§ **Task to complete**:
Collect each line in the records that contains the word "gray", matching case exactly.

[Records drawn from a data source]
::::
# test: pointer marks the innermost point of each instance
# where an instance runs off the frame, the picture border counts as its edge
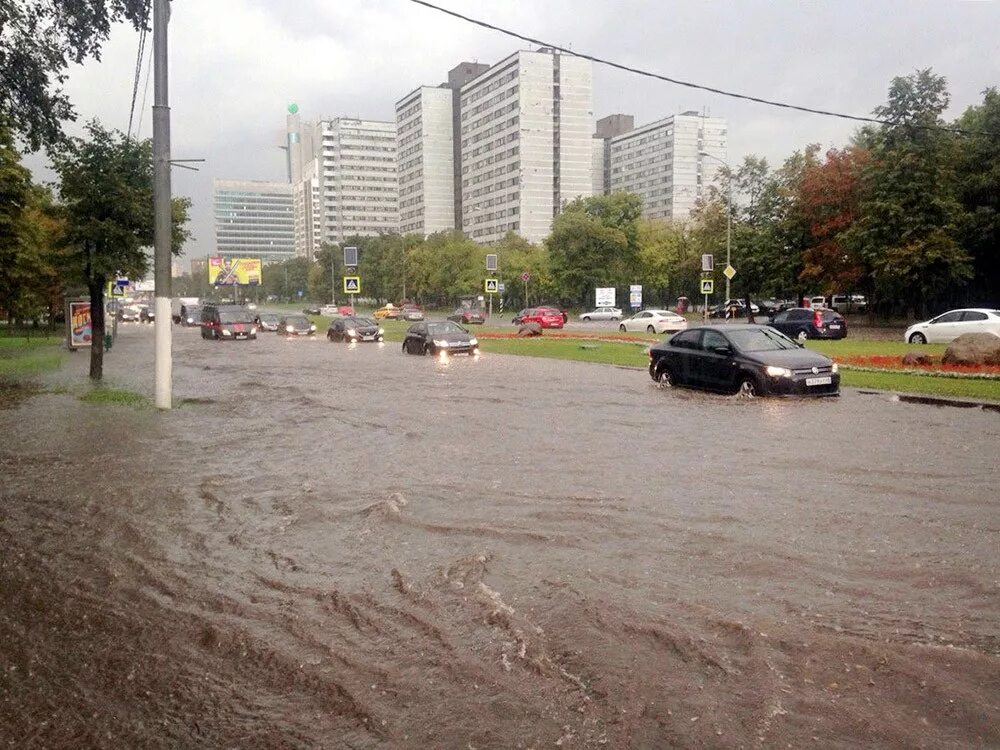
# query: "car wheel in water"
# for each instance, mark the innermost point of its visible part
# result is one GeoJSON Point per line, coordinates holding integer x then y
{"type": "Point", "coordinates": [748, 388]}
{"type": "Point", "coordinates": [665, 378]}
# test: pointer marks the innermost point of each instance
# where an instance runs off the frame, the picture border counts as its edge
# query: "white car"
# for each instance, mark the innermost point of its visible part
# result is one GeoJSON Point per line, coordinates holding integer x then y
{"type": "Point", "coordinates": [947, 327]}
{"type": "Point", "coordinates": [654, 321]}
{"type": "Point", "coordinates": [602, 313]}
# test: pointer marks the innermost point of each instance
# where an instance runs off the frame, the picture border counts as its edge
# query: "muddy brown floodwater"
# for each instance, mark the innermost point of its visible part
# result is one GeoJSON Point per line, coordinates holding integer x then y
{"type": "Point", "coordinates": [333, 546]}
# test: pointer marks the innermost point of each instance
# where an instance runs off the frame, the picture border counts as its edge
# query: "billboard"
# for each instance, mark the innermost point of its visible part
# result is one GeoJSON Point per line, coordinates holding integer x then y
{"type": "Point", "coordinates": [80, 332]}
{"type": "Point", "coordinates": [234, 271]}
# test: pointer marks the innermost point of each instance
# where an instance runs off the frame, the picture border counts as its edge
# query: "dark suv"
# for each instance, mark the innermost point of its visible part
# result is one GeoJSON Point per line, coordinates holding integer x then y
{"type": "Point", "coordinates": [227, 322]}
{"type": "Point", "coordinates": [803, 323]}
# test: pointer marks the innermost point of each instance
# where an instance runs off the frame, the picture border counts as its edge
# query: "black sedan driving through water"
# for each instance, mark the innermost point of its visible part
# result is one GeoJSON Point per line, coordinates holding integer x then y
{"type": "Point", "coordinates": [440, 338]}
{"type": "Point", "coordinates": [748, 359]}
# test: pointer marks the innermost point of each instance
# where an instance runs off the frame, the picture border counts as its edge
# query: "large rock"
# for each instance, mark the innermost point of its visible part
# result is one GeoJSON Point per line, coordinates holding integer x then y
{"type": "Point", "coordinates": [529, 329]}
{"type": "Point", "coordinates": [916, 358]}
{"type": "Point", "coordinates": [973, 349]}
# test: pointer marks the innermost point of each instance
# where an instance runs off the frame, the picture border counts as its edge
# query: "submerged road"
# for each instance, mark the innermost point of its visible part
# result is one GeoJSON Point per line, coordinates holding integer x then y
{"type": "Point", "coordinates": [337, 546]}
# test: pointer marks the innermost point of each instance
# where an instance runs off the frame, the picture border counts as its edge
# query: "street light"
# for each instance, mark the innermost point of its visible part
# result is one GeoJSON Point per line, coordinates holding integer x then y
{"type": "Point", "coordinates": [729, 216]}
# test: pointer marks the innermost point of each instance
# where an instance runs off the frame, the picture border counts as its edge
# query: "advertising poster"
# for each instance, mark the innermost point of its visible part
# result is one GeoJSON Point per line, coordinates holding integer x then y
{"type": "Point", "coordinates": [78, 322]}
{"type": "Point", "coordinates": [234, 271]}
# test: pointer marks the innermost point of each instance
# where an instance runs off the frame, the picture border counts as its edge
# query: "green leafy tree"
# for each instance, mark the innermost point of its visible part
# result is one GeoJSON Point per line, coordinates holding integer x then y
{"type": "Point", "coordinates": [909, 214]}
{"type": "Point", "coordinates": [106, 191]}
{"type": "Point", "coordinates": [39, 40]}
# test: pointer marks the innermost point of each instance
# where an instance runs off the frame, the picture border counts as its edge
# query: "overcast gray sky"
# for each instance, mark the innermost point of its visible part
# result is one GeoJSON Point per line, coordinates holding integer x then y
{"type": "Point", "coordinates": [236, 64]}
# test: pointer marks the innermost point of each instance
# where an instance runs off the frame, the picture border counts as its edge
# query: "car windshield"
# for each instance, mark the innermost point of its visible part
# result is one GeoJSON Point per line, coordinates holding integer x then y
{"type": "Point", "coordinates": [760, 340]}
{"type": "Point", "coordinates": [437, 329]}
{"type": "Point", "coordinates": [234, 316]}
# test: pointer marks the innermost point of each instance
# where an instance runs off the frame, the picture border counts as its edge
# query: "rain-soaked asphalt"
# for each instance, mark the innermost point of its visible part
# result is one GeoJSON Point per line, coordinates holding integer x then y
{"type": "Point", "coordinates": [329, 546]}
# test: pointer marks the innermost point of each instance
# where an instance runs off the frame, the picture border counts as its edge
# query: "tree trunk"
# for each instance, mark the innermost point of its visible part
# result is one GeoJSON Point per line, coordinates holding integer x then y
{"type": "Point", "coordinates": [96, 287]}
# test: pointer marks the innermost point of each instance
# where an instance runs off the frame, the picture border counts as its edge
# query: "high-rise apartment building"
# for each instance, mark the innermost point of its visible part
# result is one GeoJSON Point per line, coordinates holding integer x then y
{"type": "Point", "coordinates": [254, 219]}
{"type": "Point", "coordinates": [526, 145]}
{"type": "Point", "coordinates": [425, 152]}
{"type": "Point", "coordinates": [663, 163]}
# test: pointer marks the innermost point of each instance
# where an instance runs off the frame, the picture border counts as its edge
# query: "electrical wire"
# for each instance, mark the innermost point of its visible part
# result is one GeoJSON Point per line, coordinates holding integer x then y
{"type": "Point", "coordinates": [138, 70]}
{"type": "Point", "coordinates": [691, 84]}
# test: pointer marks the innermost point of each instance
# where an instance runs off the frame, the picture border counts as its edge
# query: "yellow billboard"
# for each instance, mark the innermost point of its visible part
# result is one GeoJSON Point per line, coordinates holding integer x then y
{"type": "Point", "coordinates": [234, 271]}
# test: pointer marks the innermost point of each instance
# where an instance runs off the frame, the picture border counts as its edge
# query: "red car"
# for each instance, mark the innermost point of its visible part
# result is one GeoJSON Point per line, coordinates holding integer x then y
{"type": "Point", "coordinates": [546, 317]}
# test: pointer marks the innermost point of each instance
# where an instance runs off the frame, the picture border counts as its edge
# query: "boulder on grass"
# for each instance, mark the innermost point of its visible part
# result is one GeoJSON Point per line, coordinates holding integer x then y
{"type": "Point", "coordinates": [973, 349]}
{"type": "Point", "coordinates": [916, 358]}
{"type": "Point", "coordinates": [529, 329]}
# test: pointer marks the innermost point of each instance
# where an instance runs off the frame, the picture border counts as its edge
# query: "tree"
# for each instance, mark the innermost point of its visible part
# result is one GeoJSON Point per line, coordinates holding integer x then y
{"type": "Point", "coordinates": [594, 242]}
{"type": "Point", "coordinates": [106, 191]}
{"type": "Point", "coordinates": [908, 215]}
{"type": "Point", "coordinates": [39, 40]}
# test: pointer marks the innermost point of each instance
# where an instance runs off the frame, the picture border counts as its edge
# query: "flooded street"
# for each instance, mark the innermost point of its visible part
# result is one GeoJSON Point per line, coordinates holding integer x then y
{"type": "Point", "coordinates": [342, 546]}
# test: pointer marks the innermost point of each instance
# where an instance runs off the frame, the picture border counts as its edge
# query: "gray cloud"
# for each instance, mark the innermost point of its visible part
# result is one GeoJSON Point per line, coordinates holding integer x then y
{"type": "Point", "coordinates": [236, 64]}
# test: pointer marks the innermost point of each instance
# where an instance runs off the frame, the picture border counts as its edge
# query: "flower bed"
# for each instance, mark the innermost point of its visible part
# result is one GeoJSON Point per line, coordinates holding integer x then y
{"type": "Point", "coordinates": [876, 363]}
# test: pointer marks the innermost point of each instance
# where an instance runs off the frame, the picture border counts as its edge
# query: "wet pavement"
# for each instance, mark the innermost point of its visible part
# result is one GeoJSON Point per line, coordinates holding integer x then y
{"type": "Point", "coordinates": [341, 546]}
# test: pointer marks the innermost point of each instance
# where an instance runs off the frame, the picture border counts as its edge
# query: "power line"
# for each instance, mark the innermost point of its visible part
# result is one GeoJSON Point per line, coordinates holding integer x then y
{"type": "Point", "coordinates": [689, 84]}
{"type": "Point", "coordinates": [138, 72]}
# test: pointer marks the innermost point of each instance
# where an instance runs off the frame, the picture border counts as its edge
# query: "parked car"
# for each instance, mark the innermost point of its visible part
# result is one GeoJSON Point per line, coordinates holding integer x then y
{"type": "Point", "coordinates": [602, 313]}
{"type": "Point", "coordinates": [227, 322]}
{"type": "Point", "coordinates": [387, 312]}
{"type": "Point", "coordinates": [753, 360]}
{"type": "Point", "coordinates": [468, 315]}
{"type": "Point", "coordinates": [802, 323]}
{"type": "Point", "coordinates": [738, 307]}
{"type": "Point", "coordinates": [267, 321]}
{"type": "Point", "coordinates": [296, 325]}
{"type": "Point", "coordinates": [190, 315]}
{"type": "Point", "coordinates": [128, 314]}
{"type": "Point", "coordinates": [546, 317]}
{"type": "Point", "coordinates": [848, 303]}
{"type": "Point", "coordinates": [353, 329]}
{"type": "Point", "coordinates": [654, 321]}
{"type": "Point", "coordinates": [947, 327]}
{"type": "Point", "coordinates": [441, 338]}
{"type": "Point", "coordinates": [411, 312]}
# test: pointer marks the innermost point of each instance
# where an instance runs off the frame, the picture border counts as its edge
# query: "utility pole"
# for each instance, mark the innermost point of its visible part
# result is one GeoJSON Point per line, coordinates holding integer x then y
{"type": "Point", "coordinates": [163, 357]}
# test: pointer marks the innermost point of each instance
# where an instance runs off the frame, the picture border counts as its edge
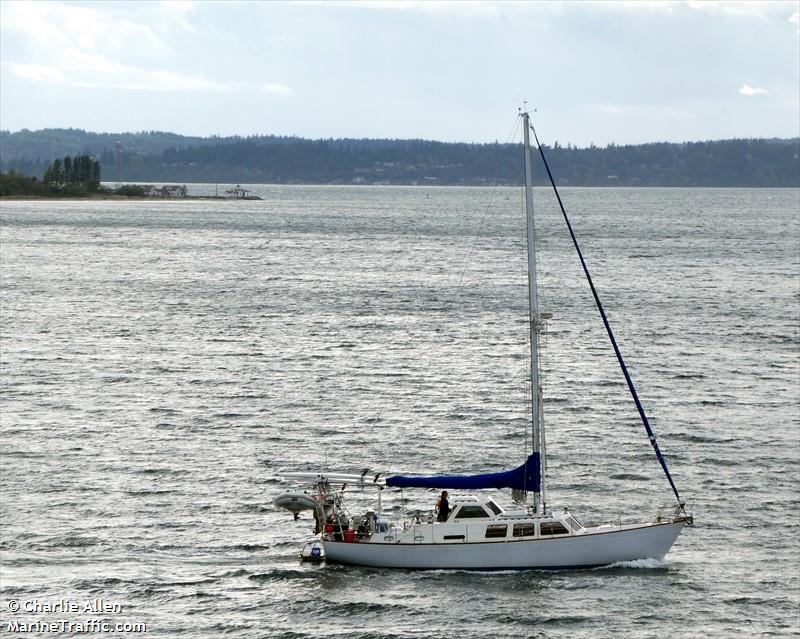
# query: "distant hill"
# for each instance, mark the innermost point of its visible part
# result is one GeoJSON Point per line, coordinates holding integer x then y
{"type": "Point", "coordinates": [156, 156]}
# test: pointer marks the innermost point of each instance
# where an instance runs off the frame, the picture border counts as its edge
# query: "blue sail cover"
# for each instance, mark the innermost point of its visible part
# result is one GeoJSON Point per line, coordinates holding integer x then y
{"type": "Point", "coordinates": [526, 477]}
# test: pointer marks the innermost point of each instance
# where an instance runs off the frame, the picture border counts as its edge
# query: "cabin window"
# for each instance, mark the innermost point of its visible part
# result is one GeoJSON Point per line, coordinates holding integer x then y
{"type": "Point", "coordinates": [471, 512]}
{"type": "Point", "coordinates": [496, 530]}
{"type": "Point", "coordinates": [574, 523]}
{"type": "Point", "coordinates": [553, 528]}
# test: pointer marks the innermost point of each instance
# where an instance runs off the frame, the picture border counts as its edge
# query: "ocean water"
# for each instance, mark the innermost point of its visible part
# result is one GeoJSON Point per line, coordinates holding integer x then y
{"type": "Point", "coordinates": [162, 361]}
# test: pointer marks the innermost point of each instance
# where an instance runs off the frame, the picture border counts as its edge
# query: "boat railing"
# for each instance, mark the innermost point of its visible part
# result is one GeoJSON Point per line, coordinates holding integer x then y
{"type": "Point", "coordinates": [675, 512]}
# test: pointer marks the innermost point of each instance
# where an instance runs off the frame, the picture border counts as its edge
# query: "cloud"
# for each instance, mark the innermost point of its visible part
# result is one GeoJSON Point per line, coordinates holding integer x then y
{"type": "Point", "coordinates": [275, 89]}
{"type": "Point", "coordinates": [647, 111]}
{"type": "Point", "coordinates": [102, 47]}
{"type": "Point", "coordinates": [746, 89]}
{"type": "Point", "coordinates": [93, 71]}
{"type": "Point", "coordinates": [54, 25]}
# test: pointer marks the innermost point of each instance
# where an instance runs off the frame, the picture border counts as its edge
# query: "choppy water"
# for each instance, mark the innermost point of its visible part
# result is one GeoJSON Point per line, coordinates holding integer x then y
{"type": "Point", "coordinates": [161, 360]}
::::
§ **Output for this task**:
# query: "overcast gray sky"
# query: "gray cloud"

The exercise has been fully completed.